▶ [About this task]: Please retype the listing below without a single change.

▶ [Provided material]:
--

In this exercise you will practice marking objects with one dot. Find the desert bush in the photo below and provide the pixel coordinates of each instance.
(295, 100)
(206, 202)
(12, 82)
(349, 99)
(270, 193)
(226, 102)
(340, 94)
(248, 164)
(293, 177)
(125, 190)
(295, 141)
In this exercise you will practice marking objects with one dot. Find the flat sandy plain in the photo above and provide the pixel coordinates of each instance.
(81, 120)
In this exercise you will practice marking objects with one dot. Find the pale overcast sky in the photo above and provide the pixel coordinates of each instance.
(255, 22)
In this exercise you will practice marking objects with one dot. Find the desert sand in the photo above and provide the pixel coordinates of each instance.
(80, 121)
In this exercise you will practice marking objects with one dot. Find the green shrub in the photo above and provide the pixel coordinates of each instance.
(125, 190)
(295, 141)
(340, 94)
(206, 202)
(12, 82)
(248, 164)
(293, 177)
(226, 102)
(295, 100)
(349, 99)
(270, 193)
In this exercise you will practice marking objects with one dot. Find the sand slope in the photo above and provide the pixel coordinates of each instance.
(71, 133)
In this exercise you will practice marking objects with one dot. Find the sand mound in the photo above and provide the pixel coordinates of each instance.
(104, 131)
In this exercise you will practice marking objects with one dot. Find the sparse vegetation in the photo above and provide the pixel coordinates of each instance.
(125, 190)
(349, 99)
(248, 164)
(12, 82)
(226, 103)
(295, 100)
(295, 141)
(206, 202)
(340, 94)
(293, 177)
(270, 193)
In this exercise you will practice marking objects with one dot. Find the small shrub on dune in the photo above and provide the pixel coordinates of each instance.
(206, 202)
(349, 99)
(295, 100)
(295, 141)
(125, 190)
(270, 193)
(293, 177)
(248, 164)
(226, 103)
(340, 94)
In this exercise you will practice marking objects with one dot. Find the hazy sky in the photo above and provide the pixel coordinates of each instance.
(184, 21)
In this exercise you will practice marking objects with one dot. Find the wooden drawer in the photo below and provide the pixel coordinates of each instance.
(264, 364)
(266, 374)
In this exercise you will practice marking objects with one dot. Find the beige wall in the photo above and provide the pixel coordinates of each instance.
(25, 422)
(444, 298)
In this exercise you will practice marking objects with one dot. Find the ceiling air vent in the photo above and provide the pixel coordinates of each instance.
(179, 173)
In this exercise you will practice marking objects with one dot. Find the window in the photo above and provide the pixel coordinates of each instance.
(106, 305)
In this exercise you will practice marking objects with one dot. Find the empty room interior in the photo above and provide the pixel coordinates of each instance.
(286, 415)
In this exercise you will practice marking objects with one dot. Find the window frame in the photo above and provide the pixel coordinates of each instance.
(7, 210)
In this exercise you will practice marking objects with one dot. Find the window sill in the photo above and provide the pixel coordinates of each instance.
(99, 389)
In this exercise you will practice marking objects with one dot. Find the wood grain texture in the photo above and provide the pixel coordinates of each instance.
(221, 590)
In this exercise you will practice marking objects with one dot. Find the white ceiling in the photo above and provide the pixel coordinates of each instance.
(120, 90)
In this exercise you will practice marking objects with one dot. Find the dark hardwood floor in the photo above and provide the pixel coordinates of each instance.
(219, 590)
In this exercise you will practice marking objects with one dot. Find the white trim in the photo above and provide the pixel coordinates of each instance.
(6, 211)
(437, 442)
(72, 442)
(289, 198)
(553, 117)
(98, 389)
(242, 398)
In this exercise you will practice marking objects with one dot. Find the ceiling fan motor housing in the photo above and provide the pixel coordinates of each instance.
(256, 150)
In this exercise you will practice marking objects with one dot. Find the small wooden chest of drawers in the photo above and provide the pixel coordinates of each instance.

--

▶ [Written answer]:
In this exercise you will practice marking objects with one dot. Find the desert bush in the photo below and provide the pixel coordinates of each instance.
(295, 100)
(206, 202)
(12, 82)
(349, 99)
(270, 193)
(226, 102)
(340, 94)
(248, 164)
(293, 177)
(125, 190)
(295, 141)
In this exercise you will practice marking objects with one dot. Find the flat sandy plain in the photo above and provide the pixel coordinates of each instance.
(81, 120)
In this exercise you will practice marking objects with one dot. Find the pale overcast sky in the photo above and provide the pixel coordinates of each instance.
(255, 22)
In this exercise you will practice marking objects with one dot. Find the desert sand in the photo above and provide the pixel coordinates of each instance.
(80, 121)
In this exercise you will practice marking objects with one dot. Find the green shrub in the photo above and provide the pixel coordinates of each instance.
(125, 190)
(295, 141)
(340, 94)
(206, 202)
(12, 82)
(248, 164)
(293, 177)
(226, 102)
(295, 100)
(349, 99)
(270, 193)
In this exercise you will practice marking objects with one dot. Find the sand slope in the photo above and provide the pixel coordinates of each instance.
(71, 133)
In this exercise you will practice marking objects with one dot. Find the sand mound in the photo above and provide the pixel coordinates of each instance.
(104, 131)
In this exercise you will practice marking objects with one dot. Find the sparse vegetation in the photo above and provide the pixel coordinates of each instance.
(125, 190)
(349, 99)
(248, 164)
(12, 82)
(226, 103)
(295, 100)
(295, 141)
(206, 202)
(340, 94)
(293, 177)
(270, 193)
In this exercise you will practice marking objects with one dot. Find the small shrub on dune in the photo above and provide the pixel coordinates of each instance.
(206, 202)
(349, 99)
(295, 100)
(295, 141)
(125, 190)
(270, 193)
(293, 177)
(248, 164)
(226, 103)
(340, 94)
In this exercise you will practice marking objects with one dot. Find the hazy sky in the photo above and provide the pixel coordinates of each instance.
(184, 21)
In this exercise you will practice marking objects with one dot. Find the wooden drawer in the photo below and provide the pixel coordinates of each instance.
(264, 364)
(266, 374)
In this exercise you will practice marking objects with one dot. Find the beige wall in the photo above and provide the pixel coordinates of each instance.
(25, 422)
(444, 298)
In this exercise you will practice marking objects with one dot. Find the ceiling air vent in the photo above and provide the pixel coordinates of each instance.
(179, 173)
In this exercise you will practice marking objects with one dot. Find the window in the photo above and provide the pixel coordinates of each instance.
(106, 305)
In this exercise you will practice marking objects with one dot. Find the empty room interior in the photo above and provide the pixel coordinates of each instance.
(286, 415)
In this exercise you will practice marking objects with one dot. Find the window frame in the photo above and provide the pixel coordinates of each instance.
(7, 210)
In this exercise you will practice marking objects with one dot. Find the window sill in the photo above and provide the pixel coordinates of each instance.
(99, 389)
In this exercise you will practice marking objects with one dot. Find the wood grain texture in the photo above and provide the pixel coordinates of each instance.
(221, 590)
In this exercise you will practice marking objects with one dot. Find the white ceiling in the photo above and provide the pixel coordinates of each instance.
(120, 90)
In this exercise you will practice marking objects with one dot. Find the dark hardwood floor in the photo above and provide the pixel coordinates of each instance.
(219, 590)
In this exercise you will practice marking objects with one dot. Find the white trim in the photo above and provide the pixel coordinates of each instance.
(6, 211)
(437, 442)
(72, 442)
(289, 198)
(553, 117)
(98, 389)
(242, 398)
In this exercise you will practice marking objects with one dot. Find the ceiling fan motor housing in the photo above and provide the pixel coordinates of each instance.
(256, 150)
In this exercise you will practice marking objects with one dot. Find the small wooden chest of drawers in the photo above and provide the pixel coordinates of each instance.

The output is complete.